*** Extracted text

One reason that the orchestra is globally much lower profile these days, of course, is that it just is not up to the level (I have not heard the orchestra that retained the “Symphony” name, but have no reason to believe it is any better).  The Berlin Konzerthausorchester is not actually a bad orchestra (I do hear worse in my frequent concert-going), but I score it down because I try to rate orchestras based on their supposed level – I would certainly not criticize a student orchestra for failing to meet the standards of the Vienna Philharmonic, for example.  But given the history of where this orchestra once was, I do think it is fair to treat it as though the expectation is its former standard.

This orchestra performs reasonably well technically, but lacks passion for music (I noticed that when they were here in 2015, so it’s endemic).  Well, maybe actually the woodwinds showed some passion this evening, but that was unfortunate since they really were not all that good, hitting the notes (or most of them) but producing a strained and un-lyrical tone.  The large string section played smoothly but mechanically.  The brass was acceptable.  Actually, the horn section was pretty good, and the percussionists seemed to enjoy themselves.

******
*** Material

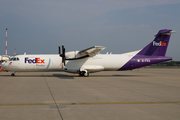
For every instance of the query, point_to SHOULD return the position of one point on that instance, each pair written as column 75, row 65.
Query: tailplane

******

**Problem to work on:**
Pick up the Berlin Konzerthausorchester concert review right after its final sentence and keep writing it.

**Exercise result:**
Dmitri Katayenko took the podium this evening (thankfully: the orchestra’s music director is actually the tedious Christoph Eschenbach, although possibly Eschenbach and the Berlin Konzerthausorchester might be meant for each other).  Kitayenko is good, but only had so much to work with given this orchestra.  The main piece, after the intermission, was Rachmaninov‘s Symphony #2 – indeed, I first heard this symphony on an old Melodiya LP with Kitayenko conducting the Moscow Philharmonic (which he led in Soviet days), and it was that recording that made me an instant fan of this work.  Kitayenko still understands this symphony and crafted it well from the podium.  The orchestra was proficient enough to follow, but not proficient enough to create the full mood or mystery.  There were flashes – particularly when the horns had something to say, as well as much of the final movement.  But more feeling from the orchestra would have helped.

The first half of the concert opened with excerpts from Romeo and Juliet by Prokofiev.  By selecting a handful of spicier numbers, Kitayenko did manage to rouse the orchestra partly.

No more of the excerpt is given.